# AIM OF THE EXERCISE:
Copy out all of the rows below, requests included, and scale every coordinate in the answers by 2.25, rounding each result to a whole number with halves rounded up. Leave the pictures out of your answer.

# RECORDED INFORMATION:
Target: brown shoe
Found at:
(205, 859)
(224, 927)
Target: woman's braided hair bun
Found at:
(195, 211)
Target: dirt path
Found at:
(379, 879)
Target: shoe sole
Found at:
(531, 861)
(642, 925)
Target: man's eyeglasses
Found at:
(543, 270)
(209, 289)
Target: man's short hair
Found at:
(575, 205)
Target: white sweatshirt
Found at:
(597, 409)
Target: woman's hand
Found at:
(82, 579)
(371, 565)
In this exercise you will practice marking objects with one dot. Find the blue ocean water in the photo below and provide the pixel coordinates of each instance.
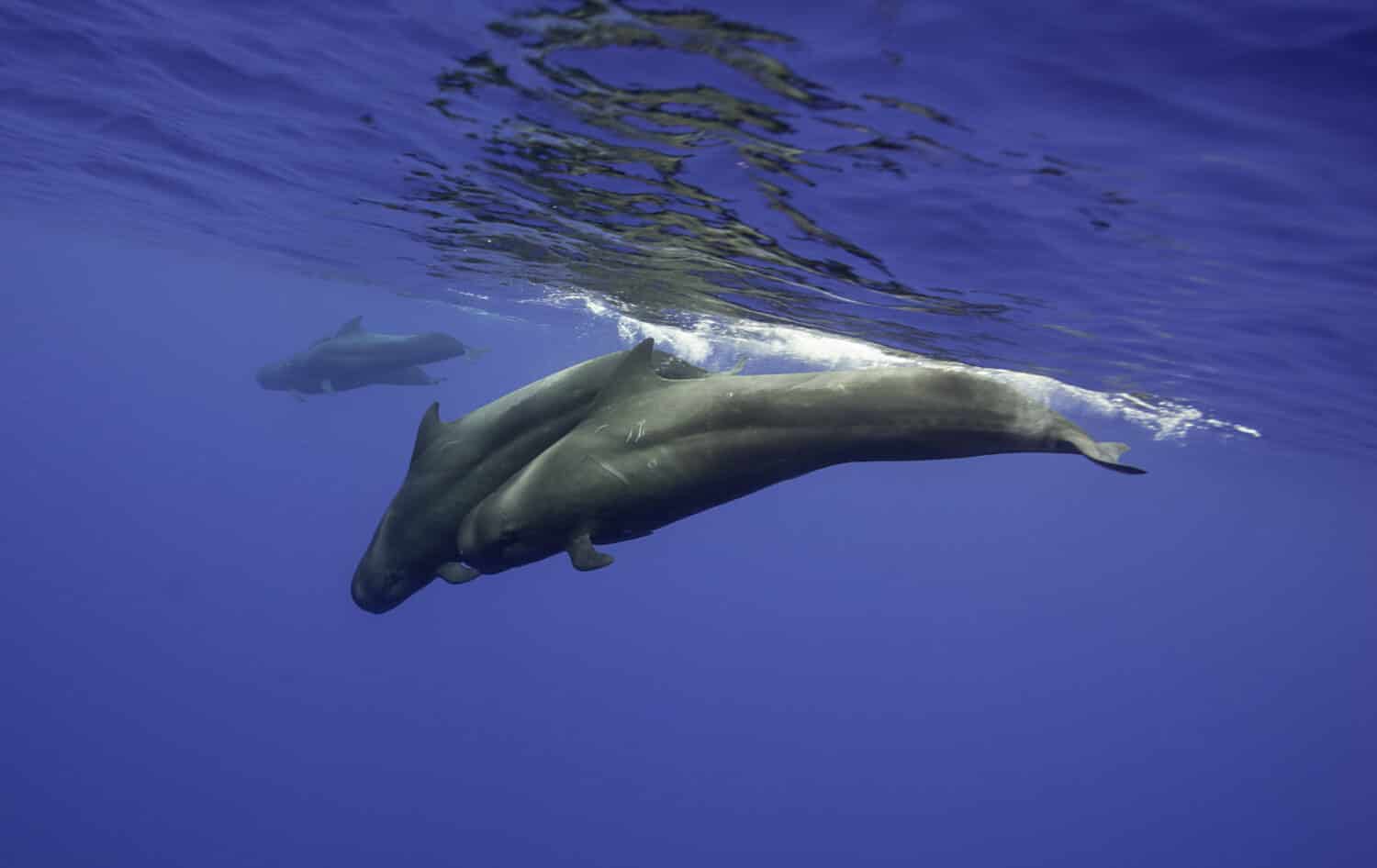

# ANSWER:
Target: brown shoe
Found at:
(461, 1933)
(504, 2086)
Target: woman's braided hair bun
Found at:
(439, 475)
Target: dirt path
Found at:
(853, 1978)
Target: shoe sole
Found at:
(1195, 1937)
(1445, 2081)
Target: man's eyeglasses
Found at:
(1222, 608)
(470, 650)
Target: man's short hair
Found at:
(1294, 461)
Target: white sweatshirt
Found at:
(1343, 920)
Target: woman's hand
Found at:
(185, 1303)
(835, 1271)
In this exercise you will practice marking objects with one dot. Find the blue ocean water in the photo below and provide the pixel coordinates of each instance.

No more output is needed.